● **RECORDS TO PROCESS**
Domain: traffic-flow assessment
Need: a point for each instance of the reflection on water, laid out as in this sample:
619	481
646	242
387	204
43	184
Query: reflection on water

● **WORK TO BE COMPLETED**
Quote every line of the data, word for word.

● **FINISHED EXERCISE**
Domain: traffic-flow assessment
Need: a point for each instance of the reflection on water, laid out as in this sample:
619	481
646	242
387	204
43	184
Query: reflection on water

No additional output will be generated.